== RECORD EXCERPTS
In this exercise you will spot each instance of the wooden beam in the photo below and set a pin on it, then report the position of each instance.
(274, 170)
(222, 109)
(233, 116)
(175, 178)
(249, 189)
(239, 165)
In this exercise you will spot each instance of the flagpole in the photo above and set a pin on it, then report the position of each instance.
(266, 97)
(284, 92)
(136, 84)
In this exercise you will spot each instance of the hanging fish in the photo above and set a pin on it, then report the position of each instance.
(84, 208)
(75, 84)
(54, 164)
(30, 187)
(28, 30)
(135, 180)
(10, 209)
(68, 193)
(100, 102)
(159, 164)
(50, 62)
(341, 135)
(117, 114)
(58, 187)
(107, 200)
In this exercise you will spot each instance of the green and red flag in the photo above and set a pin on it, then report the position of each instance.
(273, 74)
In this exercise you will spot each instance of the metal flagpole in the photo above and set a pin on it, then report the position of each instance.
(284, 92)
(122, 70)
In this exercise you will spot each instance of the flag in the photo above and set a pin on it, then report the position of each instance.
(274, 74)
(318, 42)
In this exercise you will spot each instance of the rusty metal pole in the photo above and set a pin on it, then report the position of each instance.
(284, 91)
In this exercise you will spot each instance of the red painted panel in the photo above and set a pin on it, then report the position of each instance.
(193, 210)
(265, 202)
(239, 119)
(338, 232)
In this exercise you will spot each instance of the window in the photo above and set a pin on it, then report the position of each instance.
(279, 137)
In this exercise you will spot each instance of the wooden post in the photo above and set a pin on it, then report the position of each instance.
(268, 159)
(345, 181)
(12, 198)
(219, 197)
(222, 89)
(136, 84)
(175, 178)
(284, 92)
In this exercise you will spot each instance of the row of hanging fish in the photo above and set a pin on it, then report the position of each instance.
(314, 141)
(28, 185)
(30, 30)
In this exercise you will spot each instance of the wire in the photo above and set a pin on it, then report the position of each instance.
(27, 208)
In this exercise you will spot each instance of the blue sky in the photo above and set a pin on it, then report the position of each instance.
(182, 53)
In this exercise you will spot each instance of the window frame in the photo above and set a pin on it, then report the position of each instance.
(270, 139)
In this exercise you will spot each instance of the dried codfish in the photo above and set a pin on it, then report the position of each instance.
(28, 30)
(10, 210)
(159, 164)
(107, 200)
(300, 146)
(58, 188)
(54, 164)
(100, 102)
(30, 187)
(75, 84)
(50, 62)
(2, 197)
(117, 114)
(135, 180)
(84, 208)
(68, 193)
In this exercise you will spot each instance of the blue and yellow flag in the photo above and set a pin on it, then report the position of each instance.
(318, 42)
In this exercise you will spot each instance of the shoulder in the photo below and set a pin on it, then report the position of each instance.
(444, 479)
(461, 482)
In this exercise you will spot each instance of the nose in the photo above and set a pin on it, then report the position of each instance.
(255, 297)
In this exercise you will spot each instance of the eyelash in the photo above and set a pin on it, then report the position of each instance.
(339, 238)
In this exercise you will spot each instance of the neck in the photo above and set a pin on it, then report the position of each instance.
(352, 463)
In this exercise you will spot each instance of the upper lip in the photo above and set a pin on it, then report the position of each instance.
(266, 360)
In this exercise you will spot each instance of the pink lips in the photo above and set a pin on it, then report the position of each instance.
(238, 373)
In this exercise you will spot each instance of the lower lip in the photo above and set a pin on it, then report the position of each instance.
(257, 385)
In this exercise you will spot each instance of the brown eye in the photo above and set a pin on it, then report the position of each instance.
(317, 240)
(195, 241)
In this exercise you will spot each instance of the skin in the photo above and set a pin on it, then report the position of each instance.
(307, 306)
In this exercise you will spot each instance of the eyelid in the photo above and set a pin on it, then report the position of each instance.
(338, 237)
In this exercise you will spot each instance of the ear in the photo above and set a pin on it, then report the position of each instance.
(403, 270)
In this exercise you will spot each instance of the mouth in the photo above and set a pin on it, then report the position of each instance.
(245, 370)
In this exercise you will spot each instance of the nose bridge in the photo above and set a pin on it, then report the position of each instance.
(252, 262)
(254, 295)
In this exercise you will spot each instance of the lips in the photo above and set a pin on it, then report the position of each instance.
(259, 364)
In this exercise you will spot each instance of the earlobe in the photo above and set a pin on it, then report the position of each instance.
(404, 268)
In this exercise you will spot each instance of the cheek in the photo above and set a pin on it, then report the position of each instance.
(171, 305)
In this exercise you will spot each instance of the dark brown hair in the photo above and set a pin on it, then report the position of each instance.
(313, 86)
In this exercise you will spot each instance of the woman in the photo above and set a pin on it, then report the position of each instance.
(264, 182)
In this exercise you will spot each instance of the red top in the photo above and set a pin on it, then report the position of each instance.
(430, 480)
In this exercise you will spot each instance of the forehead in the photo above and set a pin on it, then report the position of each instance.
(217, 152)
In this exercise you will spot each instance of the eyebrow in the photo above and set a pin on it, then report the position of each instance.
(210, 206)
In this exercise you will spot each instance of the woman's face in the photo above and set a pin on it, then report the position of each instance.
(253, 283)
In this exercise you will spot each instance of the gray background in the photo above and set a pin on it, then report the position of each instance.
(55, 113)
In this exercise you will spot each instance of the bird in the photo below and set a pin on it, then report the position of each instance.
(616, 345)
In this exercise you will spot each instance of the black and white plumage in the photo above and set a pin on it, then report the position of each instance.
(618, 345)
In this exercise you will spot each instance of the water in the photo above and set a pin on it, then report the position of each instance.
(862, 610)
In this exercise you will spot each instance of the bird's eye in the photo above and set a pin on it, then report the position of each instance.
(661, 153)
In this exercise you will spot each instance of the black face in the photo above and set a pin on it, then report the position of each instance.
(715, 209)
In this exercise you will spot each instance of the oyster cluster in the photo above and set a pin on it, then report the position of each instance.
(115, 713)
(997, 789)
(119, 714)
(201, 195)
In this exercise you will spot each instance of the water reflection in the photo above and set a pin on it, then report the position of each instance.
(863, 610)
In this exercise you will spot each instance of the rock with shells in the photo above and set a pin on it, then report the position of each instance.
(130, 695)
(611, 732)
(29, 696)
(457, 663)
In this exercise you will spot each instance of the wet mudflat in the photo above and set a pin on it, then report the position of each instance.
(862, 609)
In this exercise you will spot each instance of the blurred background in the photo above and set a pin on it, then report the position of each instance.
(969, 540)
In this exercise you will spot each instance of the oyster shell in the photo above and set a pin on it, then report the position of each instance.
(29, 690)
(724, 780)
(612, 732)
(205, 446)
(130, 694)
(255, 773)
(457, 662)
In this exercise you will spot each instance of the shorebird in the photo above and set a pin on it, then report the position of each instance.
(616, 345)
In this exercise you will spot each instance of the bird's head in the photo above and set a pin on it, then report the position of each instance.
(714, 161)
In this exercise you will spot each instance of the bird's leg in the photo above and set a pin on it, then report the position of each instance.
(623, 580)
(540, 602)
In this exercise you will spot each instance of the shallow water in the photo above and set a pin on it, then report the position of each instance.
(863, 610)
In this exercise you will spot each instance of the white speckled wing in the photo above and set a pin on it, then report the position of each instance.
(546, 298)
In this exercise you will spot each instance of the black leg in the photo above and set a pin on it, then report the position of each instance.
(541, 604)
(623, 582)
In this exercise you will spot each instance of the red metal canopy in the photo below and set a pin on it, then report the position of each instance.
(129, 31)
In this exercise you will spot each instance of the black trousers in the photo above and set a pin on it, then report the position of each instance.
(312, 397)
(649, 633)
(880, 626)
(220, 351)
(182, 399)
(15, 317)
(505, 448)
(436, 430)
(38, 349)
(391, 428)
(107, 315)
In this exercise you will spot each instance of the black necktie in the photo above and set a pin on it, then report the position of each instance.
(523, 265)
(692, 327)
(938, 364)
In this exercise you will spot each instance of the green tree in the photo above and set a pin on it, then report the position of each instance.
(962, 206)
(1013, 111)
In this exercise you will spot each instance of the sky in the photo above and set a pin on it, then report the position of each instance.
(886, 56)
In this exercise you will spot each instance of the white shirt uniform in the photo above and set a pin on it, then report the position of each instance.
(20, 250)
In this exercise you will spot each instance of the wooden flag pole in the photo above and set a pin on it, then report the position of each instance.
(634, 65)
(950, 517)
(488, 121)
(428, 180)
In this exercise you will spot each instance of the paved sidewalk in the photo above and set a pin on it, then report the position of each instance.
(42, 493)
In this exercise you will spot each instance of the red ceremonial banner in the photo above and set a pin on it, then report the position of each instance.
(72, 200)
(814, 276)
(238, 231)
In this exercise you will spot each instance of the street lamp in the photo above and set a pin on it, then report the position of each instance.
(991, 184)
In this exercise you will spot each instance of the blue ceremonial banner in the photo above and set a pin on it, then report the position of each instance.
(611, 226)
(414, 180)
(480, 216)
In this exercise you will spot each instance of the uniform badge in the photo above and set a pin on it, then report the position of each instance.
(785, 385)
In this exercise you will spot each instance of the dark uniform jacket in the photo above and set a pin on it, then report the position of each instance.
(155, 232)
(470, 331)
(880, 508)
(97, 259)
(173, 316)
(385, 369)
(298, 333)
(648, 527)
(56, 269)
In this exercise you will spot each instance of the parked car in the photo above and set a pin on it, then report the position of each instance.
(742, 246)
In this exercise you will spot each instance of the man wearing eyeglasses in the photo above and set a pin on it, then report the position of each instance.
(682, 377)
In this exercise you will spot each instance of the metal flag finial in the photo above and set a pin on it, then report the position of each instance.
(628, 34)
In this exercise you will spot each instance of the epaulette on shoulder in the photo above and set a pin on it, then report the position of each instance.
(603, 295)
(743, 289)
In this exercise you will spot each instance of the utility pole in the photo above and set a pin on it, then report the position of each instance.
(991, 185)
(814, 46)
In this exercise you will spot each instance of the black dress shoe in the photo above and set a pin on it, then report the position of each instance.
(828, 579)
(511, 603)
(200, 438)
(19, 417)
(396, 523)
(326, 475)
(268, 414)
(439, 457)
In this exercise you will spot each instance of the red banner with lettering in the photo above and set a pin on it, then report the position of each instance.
====
• [EXERCISE DESCRIPTION] Reproduce only the lines between the line containing "In this exercise you will spot each instance of the man" and the last line of the records, those two lines included, exactly.

• [EXPECTED ANSWER]
In this exercise you will spot each instance of the man wearing eyeglasses in the photo above and set a pin on it, then report the position of each instance.
(682, 377)
In this exercise you will spot each instance of the metal flag finial in the photo above and set a pin on it, then report the position of each instance.
(628, 34)
In this exercise you will spot each instance of the epaulette on shoulder in the photo above and set a pin on it, then report the position of each instance.
(603, 295)
(743, 289)
In this exercise you will spot each instance of the utility pole in the photo above and set a pin on it, then report the position of each instance.
(991, 185)
(814, 46)
In this exercise you will spot each instance of the black dress shoe in the photo above and set a pin on it, then report the position of each instance.
(828, 579)
(511, 603)
(200, 438)
(19, 417)
(396, 523)
(326, 475)
(268, 414)
(439, 457)
In this exercise you will spot each instance of the red banner with lettering in the photo above and set a pin on it, then report the position of each instance.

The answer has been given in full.